─── EXTRACTED DATA

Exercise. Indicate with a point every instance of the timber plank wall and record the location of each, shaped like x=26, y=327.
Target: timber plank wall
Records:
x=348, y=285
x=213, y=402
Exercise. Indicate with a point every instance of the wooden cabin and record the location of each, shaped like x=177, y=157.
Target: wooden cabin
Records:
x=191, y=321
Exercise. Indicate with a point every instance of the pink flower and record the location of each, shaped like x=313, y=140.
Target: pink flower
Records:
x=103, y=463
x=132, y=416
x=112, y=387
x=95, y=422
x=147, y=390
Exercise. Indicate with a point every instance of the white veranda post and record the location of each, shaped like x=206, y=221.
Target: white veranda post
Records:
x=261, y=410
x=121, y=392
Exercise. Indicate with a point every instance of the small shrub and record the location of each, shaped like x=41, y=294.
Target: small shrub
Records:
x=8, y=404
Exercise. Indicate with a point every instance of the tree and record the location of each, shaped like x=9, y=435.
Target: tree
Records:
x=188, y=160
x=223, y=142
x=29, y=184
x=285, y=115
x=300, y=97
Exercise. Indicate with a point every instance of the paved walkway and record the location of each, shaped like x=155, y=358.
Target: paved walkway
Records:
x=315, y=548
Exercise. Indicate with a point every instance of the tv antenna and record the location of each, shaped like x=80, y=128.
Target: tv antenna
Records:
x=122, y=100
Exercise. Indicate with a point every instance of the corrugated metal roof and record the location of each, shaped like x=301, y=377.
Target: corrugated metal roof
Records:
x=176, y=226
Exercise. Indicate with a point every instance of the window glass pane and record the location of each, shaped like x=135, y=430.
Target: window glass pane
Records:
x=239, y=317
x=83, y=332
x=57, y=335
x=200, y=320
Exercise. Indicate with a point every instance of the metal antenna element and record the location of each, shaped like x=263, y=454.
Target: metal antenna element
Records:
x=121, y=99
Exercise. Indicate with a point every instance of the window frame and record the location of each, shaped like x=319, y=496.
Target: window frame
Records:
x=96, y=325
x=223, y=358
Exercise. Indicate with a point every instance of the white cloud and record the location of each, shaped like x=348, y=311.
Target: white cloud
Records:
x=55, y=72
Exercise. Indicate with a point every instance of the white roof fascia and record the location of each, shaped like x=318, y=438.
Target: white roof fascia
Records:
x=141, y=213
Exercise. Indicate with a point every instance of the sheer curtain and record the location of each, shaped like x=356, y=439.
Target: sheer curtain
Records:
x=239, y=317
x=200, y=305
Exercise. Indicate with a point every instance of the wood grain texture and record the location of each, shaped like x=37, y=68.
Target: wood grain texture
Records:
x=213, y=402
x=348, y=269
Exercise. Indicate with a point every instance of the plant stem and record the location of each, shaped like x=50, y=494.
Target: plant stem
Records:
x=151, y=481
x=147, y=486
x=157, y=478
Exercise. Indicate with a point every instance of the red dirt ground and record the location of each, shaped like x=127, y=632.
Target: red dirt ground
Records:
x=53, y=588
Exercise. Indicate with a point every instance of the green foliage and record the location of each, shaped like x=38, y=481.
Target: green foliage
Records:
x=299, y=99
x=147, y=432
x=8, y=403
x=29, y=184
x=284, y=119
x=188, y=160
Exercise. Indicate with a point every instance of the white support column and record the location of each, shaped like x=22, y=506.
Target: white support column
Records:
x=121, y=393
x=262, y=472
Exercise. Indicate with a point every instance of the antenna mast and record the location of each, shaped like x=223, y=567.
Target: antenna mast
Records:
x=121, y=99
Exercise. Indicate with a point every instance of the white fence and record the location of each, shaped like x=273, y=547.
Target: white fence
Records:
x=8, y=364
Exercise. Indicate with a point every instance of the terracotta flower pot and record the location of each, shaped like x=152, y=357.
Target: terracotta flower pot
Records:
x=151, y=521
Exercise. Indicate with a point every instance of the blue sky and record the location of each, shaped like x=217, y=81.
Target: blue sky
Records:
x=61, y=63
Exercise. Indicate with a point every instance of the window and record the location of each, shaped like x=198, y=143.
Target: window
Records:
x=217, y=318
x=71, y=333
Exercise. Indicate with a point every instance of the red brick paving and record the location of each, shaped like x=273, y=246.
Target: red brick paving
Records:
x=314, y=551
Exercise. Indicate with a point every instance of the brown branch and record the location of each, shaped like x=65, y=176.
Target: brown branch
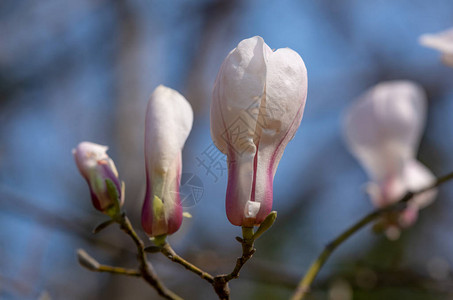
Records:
x=146, y=269
x=304, y=285
x=171, y=254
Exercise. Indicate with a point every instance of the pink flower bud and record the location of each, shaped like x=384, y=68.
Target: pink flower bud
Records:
x=383, y=131
x=107, y=192
x=257, y=105
x=169, y=120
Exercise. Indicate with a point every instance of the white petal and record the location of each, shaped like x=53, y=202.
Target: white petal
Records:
x=416, y=177
x=169, y=118
x=383, y=128
x=238, y=91
x=442, y=41
x=252, y=209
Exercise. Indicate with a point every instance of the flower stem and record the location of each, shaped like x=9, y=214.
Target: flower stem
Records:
x=220, y=283
x=146, y=269
x=304, y=285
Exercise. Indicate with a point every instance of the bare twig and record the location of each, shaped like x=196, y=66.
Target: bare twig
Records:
x=171, y=254
x=146, y=269
x=304, y=285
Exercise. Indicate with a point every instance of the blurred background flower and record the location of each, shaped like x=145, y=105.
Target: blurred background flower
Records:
x=83, y=70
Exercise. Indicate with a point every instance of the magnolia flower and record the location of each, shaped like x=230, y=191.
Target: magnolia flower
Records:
x=383, y=131
x=107, y=192
x=169, y=119
x=442, y=41
x=257, y=105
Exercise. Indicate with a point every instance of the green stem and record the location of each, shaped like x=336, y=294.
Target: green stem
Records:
x=119, y=270
x=146, y=269
x=304, y=285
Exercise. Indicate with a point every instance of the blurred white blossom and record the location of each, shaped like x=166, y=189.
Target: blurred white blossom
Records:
x=383, y=129
x=442, y=41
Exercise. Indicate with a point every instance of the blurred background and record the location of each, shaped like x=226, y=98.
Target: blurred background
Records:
x=83, y=70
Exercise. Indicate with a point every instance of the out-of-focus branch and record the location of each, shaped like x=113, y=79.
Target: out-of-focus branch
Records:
x=145, y=270
x=171, y=254
x=304, y=285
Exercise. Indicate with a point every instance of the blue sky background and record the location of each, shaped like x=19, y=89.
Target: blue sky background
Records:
x=83, y=70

──────

- **EXERCISE AIM**:
Transcribe the data verbatim. No picture belongs in the result.

- **WRITTEN ANSWER**:
Exercise. Indicate with a point every instance of the timber plank wall and record the location of each, shaped like x=26, y=327.
Target: timber plank wall
Records:
x=348, y=285
x=213, y=402
Exercise. Indicate with a point every instance of the wooden cabin and record the location of each, shaped like x=177, y=157.
Target: wooden cabin
Records:
x=191, y=321
Exercise. Indicate with a point every instance of the pink flower and record the location of each, shaped like x=313, y=140.
Target: pink flower
Records:
x=103, y=463
x=132, y=416
x=112, y=387
x=95, y=422
x=147, y=390
Exercise. Indicate with a point every instance of the white veranda post and record the location of each, shaped like x=206, y=221.
Target: white veranda post
Records:
x=261, y=410
x=121, y=392
Exercise. Indicate with a point every instance of the small shrub and record the location of each, shaped like x=41, y=294.
Target: small shrub
Records:
x=8, y=404
Exercise. Indicate with a point every instance of the tree and record the location of each, shaped like x=9, y=435.
Target: tree
Records:
x=188, y=160
x=223, y=142
x=29, y=184
x=285, y=115
x=300, y=97
Exercise. Indicate with a point every instance of the paved walkway and record the location of each, shaped like x=155, y=358.
Target: paved walkway
Records:
x=315, y=548
Exercise. Indicate with a point every instance of the tv antenna and record the location of each, shaped like x=80, y=128.
Target: tv antenna
Records:
x=122, y=100
Exercise. Indicate with a point every instance of the corrugated metal roof and record the location of each, shaped like x=301, y=377.
Target: corrugated metal roof
Records:
x=176, y=226
Exercise. Indicate with a point every instance of the window glass pane and record the location of each, shaped like x=135, y=430.
Target: window glass pane
Records:
x=239, y=317
x=83, y=332
x=57, y=335
x=200, y=320
Exercise. Indicate with a point every instance of the metal antenna element and record the location of each, shaped like x=263, y=454.
Target: metal antenna element
Records:
x=121, y=99
Exercise. Indicate with a point every instance of the window frame and record the location of each, shaped like x=319, y=496.
Target: window frame
Records:
x=96, y=325
x=223, y=358
Exercise. Indicate with a point every instance of the white cloud and record the location of each, shaped like x=348, y=311.
Target: white cloud
Records:
x=55, y=72
Exercise. Indicate with a point every instance of the white roof fascia and record the location of each, shaped like x=318, y=438.
Target: white roof fascia
Records:
x=141, y=213
Exercise. Indicate with a point every instance of the sheer curtain and record the location of each, shaped like x=356, y=439.
Target: sheer curtain
Records:
x=239, y=317
x=200, y=305
Exercise. Indicate with a point every instance of the wood grain texture and record the location of each, shaped like x=37, y=68.
Target: wood grain texture
Records:
x=213, y=402
x=348, y=269
Exercise. Indicate with a point every instance of the plant stem and record the location of each, shaped like x=50, y=494.
Target: plant stem
Records:
x=151, y=481
x=147, y=486
x=157, y=478
Exercise. Indicate with a point every instance of the red dirt ground and record the location of each, shaped like x=127, y=632.
Target: red dirt ground
Records:
x=53, y=588
Exercise. Indicate with a point every instance of the green foliage and record the location of each, shaped like x=38, y=481.
Target: green foliage
Records:
x=299, y=99
x=147, y=432
x=8, y=403
x=29, y=184
x=284, y=119
x=188, y=160
Exercise. Indicate with a point every instance of the white support column and record the location of each, shaped like x=22, y=506.
Target: white support column
Records:
x=121, y=393
x=262, y=472
Exercise. Indicate with a point every instance of the antenna mast and record the location of each, shaped like x=223, y=567.
Target: antenna mast
Records:
x=121, y=99
Exercise. Indicate with a point every instance of the white fence and record the location of each, shaped like x=273, y=547.
Target: white fence
Records:
x=8, y=364
Exercise. Indicate with a point every instance of the terracotta flower pot and record the location of each, shaped like x=152, y=357.
Target: terracotta flower pot
Records:
x=151, y=521
Exercise. Indicate with a point every instance of the blue sky and record the location of each, shaped like x=217, y=81.
Target: blue sky
Records:
x=61, y=63
Exercise. Indicate with a point every instance of the window and record the location of each, shaped like x=198, y=143.
Target: window
Records:
x=217, y=318
x=71, y=333
Exercise. Indicate with a point every instance of the red brick paving and record the location of each, shaped like x=273, y=246.
Target: red brick paving
Records:
x=314, y=551
Exercise. Indicate with a point every instance of the brown branch and record the location of each, shaped like x=65, y=176.
Target: brown branch
Records:
x=146, y=269
x=304, y=285
x=171, y=254
Exercise. Indicate with a point every instance of the pink flower bud and record the location of each, shaped like x=384, y=68.
Target: pink flower bud
Records:
x=383, y=131
x=107, y=192
x=257, y=105
x=169, y=120
Exercise. Indicate with a point every instance of the white petal and record the location of each, shaped like x=53, y=202.
Target: white petal
Records:
x=416, y=177
x=169, y=118
x=383, y=128
x=238, y=91
x=442, y=41
x=252, y=209
Exercise. Indicate with a point every instance of the flower stem and record the location of each, shaped like x=9, y=214.
Target: flower stem
Records:
x=220, y=283
x=146, y=269
x=304, y=285
Exercise. Indicate with a point every instance of the bare twig and record the location of each, shaped like x=196, y=66.
Target: bare twig
Records:
x=171, y=254
x=146, y=269
x=304, y=285
Exercise. Indicate with a point every instance of the blurred background flower and record the location of each, shaped like x=145, y=105.
Target: blurred background flower
Records:
x=83, y=70
Exercise. Indicate with a point every instance of the magnolia flower and record the location of each, shaped like x=230, y=191.
Target: magnolia flower
Records:
x=383, y=131
x=107, y=192
x=169, y=119
x=442, y=41
x=257, y=105
Exercise. Indicate with a point every instance of the green stem and record the location of each, shaped like x=336, y=294.
Target: green stem
Records:
x=119, y=270
x=146, y=269
x=304, y=285
Exercise. Indicate with a point every instance of the blurred white blossom and record the location of each, shaped like x=166, y=189.
Target: blurred white blossom
Records:
x=383, y=129
x=442, y=41
Exercise. Indicate with a point every instance of the blurred background and record the location of each, shaped like x=226, y=98.
Target: blurred background
Records:
x=83, y=70
Exercise. Indicate with a point every instance of the out-of-focus branch and record the location of each, shaped like x=113, y=79.
Target: out-of-focus branch
Records:
x=145, y=270
x=171, y=254
x=304, y=285
Exercise. Indicate with a point every instance of the blue sky background and record the location of each, shaped like x=19, y=89.
Target: blue sky background
Records:
x=83, y=70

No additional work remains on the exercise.